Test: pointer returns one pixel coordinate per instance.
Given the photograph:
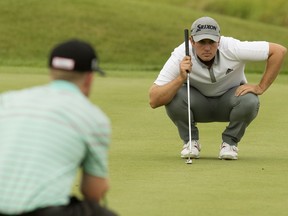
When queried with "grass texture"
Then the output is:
(127, 34)
(146, 173)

(ACTIVITY)
Reproduce the material word for word, but without its images.

(ANSWER BOX)
Test: pointer returns one pixel coordinate per instance.
Given the photograph:
When queried with "grass texture"
Then the output is:
(127, 34)
(146, 173)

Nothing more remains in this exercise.